WORK ORDER = Could you return all of the records exactly as they stand?

LISTED ENTRIES =
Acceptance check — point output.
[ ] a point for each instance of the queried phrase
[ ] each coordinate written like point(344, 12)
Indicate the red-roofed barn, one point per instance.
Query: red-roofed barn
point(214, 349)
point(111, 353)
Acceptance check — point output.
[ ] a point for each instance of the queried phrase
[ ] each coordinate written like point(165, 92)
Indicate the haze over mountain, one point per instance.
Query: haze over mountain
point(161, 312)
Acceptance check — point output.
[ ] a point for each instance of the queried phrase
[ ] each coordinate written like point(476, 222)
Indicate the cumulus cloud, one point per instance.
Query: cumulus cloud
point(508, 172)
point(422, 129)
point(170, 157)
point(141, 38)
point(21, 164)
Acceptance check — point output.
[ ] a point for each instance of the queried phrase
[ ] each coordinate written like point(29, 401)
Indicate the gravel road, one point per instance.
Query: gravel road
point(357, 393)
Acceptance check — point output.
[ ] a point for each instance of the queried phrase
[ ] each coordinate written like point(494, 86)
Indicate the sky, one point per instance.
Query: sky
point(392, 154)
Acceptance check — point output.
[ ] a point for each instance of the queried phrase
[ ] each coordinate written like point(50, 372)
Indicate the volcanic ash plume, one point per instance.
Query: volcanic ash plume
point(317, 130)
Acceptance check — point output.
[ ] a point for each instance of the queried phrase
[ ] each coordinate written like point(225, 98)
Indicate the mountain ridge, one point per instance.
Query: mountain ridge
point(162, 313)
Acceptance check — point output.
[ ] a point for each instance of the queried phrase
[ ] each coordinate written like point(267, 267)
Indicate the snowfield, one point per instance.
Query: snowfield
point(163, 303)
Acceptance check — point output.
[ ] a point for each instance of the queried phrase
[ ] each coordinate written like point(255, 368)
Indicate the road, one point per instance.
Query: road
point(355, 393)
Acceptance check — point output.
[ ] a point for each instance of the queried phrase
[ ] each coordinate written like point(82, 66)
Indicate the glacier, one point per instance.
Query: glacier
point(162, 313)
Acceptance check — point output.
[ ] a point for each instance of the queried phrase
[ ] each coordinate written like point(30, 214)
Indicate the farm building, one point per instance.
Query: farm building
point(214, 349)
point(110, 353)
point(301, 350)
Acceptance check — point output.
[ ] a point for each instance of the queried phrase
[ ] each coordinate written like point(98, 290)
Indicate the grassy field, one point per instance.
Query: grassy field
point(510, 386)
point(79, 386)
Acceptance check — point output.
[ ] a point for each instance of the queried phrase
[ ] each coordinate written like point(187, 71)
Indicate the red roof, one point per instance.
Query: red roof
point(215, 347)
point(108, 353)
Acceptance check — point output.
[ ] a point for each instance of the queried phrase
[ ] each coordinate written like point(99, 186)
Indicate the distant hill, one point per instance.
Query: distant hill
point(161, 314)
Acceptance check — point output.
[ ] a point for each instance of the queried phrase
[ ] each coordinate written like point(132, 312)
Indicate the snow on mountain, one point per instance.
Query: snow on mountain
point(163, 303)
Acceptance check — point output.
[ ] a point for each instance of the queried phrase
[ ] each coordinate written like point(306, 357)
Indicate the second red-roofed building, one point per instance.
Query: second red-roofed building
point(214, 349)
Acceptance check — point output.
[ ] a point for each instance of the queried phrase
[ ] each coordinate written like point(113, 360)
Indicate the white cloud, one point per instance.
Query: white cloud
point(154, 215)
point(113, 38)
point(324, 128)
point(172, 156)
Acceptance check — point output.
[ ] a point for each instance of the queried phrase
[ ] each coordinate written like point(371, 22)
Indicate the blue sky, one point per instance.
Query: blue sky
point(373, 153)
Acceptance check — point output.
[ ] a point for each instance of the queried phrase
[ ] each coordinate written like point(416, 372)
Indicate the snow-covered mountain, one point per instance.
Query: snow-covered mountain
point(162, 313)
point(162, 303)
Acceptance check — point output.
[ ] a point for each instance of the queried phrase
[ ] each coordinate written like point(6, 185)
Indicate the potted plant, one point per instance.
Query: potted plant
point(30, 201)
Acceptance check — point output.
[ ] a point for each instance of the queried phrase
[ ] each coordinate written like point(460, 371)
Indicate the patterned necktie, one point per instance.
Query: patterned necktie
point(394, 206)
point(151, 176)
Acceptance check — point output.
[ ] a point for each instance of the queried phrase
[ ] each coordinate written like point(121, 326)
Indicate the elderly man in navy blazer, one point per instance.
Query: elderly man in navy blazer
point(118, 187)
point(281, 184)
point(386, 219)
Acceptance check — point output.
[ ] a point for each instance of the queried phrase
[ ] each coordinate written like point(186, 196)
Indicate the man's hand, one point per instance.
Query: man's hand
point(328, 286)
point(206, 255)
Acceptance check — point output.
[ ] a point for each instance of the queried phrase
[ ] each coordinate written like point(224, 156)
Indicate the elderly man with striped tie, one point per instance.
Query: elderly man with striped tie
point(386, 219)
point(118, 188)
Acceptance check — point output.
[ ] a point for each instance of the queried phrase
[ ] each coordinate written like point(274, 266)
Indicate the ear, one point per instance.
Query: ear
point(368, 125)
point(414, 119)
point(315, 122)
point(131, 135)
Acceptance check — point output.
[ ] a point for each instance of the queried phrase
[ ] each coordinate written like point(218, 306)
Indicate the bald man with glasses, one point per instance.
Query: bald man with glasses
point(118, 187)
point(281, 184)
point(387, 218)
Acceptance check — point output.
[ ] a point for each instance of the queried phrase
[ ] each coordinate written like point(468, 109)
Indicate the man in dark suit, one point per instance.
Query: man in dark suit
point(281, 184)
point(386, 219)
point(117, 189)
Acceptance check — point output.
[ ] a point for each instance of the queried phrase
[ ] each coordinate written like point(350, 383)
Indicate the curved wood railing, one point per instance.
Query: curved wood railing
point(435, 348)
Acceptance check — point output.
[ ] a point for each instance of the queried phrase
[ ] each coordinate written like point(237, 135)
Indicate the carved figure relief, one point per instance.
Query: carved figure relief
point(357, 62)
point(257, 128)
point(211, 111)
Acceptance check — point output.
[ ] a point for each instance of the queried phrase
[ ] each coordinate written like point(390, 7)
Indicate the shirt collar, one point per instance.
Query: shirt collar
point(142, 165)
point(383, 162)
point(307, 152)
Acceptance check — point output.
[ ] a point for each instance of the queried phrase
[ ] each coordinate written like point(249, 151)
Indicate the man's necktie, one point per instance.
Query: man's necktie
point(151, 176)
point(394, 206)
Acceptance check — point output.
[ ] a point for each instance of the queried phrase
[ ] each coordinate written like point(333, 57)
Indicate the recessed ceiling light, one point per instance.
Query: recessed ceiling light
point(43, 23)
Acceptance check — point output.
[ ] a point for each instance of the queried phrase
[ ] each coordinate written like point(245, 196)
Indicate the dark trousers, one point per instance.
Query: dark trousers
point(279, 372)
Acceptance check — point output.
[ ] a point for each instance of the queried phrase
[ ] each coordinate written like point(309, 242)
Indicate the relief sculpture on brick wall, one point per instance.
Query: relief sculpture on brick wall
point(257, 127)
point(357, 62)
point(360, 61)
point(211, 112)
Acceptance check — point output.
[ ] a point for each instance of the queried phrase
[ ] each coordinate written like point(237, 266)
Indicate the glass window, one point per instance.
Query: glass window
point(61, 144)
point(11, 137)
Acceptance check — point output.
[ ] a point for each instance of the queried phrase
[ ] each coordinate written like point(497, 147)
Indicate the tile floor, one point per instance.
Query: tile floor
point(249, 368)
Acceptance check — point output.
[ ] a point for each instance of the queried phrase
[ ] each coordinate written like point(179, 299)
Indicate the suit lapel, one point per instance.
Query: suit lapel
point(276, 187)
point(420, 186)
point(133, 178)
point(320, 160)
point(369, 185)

WORKED SOLUTION =
Acceptance check — point output.
[ ] a point for each instance of the queried phrase
[ ] each coordinate written like point(344, 12)
Indicate the red-roofed barn, one point per instance.
Query: red-roofed barn
point(214, 349)
point(111, 353)
Acceptance check — point output.
[ ] a point for each instance of the queried phrase
[ ] each coordinate written like point(165, 92)
Indicate the haze over mountain, one point per instance.
Query: haze over mountain
point(161, 312)
Acceptance check — point output.
[ ] a point for each instance of the queried phrase
[ ] each coordinate written like point(476, 222)
Indicate the cumulus cloud, one point per instance.
Query: cumulus cloud
point(508, 172)
point(422, 129)
point(170, 157)
point(141, 38)
point(21, 164)
Acceptance check — point output.
[ ] a point for each instance of the queried phrase
[ ] each coordinate written like point(29, 401)
Indicate the gravel road, one point per instance.
Query: gravel road
point(357, 393)
Acceptance check — point output.
[ ] a point for each instance of the queried phrase
[ ] each coordinate written like point(494, 86)
Indicate the sky, one point per instance.
Query: sky
point(392, 154)
Acceptance check — point output.
[ ] a point for each instance of the queried phrase
[ ] each coordinate written like point(50, 372)
Indicate the volcanic ash plume, one point per instance.
Query: volcanic ash plume
point(317, 130)
Acceptance check — point output.
[ ] a point for each instance of the queried phrase
[ ] each coordinate written like point(225, 98)
Indicate the mountain ridge, one point per instance.
Query: mountain ridge
point(162, 313)
Acceptance check — point output.
[ ] a point for each instance of the queried phrase
[ ] each coordinate written like point(267, 267)
Indicate the snowfield, one point per instance.
Query: snowfield
point(163, 303)
Acceptance check — point output.
[ ] a point for each instance of the queried phrase
[ ] each coordinate written like point(255, 368)
Indicate the road, one point per instance.
Query: road
point(355, 393)
Acceptance check — point output.
[ ] a point for each instance of the queried phrase
[ ] each coordinate written like point(82, 66)
Indicate the glacier, one point per instance.
Query: glacier
point(162, 313)
Acceptance check — point output.
[ ] a point for each instance of the queried phrase
[ ] each coordinate written like point(30, 214)
Indicate the farm building, one point per instance.
Query: farm building
point(214, 349)
point(110, 353)
point(301, 350)
Acceptance check — point output.
[ ] a point for each instance of the queried phrase
[ ] each coordinate written like point(98, 290)
Indicate the grassy field, one point per instance.
Query: grassy field
point(510, 386)
point(79, 386)
Acceptance check — point output.
[ ] a point for each instance of the queried phrase
[ ] each coordinate written like point(187, 71)
Indicate the red roof, one point per instance.
Query: red roof
point(215, 347)
point(108, 353)
Acceptance check — point output.
[ ] a point for each instance of the queried phrase
[ ] each coordinate written like point(99, 186)
Indicate the distant hill, one point per instance.
Query: distant hill
point(161, 314)
Acceptance check — point output.
[ ] a point for each instance of the queried phrase
[ ] each coordinate written like point(132, 312)
Indicate the snow on mountain, one point per instance.
Query: snow on mountain
point(163, 303)
Acceptance check — point output.
[ ] a point for each instance of the queried phrase
[ ] each coordinate written like point(306, 357)
Indicate the second red-roofed building, one point per instance.
Query: second red-roofed building
point(214, 349)
Acceptance check — point output.
[ ] a point for each instance of the queried phrase
[ ] each coordinate written like point(113, 360)
Indicate the white cloud, one point per instance.
Query: white cloud
point(154, 215)
point(113, 38)
point(324, 128)
point(172, 156)
Acceptance check — point output.
[ ] a point for each instance of the queried phrase
[ ] each coordinate written like point(371, 22)
Indicate the blue sky, one point per instance.
Query: blue sky
point(373, 153)
Acceptance check — point output.
[ ] a point for each instance of the queried phrase
[ ] each coordinate written like point(416, 372)
Indicate the snow-covered mountain, one point per instance.
Query: snow-covered mountain
point(162, 313)
point(162, 303)
Acceptance check — point output.
[ ] a point for each instance of the queried phrase
[ ] each coordinate written like point(6, 185)
Indicate the potted plant, one point per instance.
Query: potted plant
point(30, 201)
Acceptance check — point output.
[ ] a point for each instance of the queried phrase
[ ] each coordinate written like point(460, 371)
Indicate the patterned necktie, one point per instance.
Query: patterned necktie
point(394, 206)
point(151, 176)
Acceptance check — point output.
[ ] a point for each instance of the queried phrase
[ ] each coordinate written like point(121, 326)
Indicate the elderly man in navy blazer, one point per instance.
Query: elderly man in navy blazer
point(118, 187)
point(281, 184)
point(386, 219)
Acceptance check — point output.
[ ] a point for each instance of the queried phrase
[ ] each coordinate written like point(186, 196)
Indicate the man's hand, one point per instance.
Query: man's hand
point(328, 286)
point(206, 255)
Acceptance check — point output.
[ ] a point for each instance of the queried phrase
[ ] each coordinate written like point(224, 156)
Indicate the elderly man with striped tie, one point per instance.
Query: elderly man with striped tie
point(386, 219)
point(118, 188)
Acceptance check — point output.
[ ] a point for each instance of the queried phrase
[ ] each coordinate written like point(274, 266)
Indicate the ear, one point per instance.
Query: ear
point(368, 125)
point(414, 119)
point(315, 122)
point(131, 135)
Acceptance check — point output.
[ ] a point for each instance of the queried phrase
[ ] each coordinate written like point(218, 306)
Indicate the bald man with glasses, one point per instance.
Query: bald man with glasses
point(118, 187)
point(281, 184)
point(387, 218)
Acceptance check — point output.
[ ] a point for each instance of the queried phrase
[ ] each coordinate written like point(468, 109)
Indicate the man in dark suit, one point per instance.
Query: man in dark suit
point(281, 184)
point(386, 219)
point(117, 189)
Acceptance check — point output.
[ ] a point for each instance of the queried phrase
[ ] each coordinate written like point(350, 383)
Indicate the curved wood railing, one point per instance.
Query: curved wood railing
point(435, 348)
Acceptance check — point output.
[ ] a point for each instance of the queried phrase
[ ] each coordinate written like point(237, 135)
Indicate the carved figure relief, one point per instance.
Query: carved figure relief
point(357, 62)
point(257, 128)
point(211, 111)
Acceptance check — point output.
[ ] a point for each instance of the queried phrase
[ ] each coordinate written like point(390, 7)
Indicate the shirt collar, one point per instance.
Query: shirt collar
point(142, 165)
point(383, 162)
point(307, 152)
Acceptance check — point output.
[ ] a point for each instance of the queried phrase
[ ] each coordinate written like point(249, 151)
Indicate the man's necktie, one point per instance.
Query: man's necktie
point(151, 176)
point(394, 206)
Acceptance check — point output.
[ ] a point for each instance of the queried phrase
[ ] each coordinate written like point(333, 57)
Indicate the recessed ceiling light, one point per instance.
Query: recessed ceiling light
point(43, 23)
Acceptance check — point output.
[ ] a point for each instance of the queried phrase
[ ] each coordinate written like point(245, 196)
Indicate the dark trousers, one point per instance.
Query: dark trousers
point(279, 372)
Acceptance check — point output.
[ ] a point for each instance of the queried phrase
[ ] each coordinate written like point(309, 242)
Indicate the relief sculpture on brick wall, one point per instance.
Query: relief sculpture on brick wall
point(257, 127)
point(357, 62)
point(360, 61)
point(211, 112)
Acceptance check — point output.
[ ] a point for each instance of the queried phrase
[ ] each coordinate written like point(237, 266)
Indicate the glass window, one point per instance.
Query: glass window
point(61, 144)
point(11, 137)
Acceptance check — point output.
[ ] a point for each instance of the queried phrase
[ ] each coordinate written like point(497, 147)
Indicate the tile floor, one point per instance.
Query: tile floor
point(249, 368)
Acceptance check — point output.
[ ] a point for each instance of the queried phrase
[ ] each coordinate written like point(179, 299)
Indicate the suit lapel, one point per instance.
Query: suit lapel
point(276, 187)
point(420, 186)
point(133, 178)
point(320, 160)
point(369, 185)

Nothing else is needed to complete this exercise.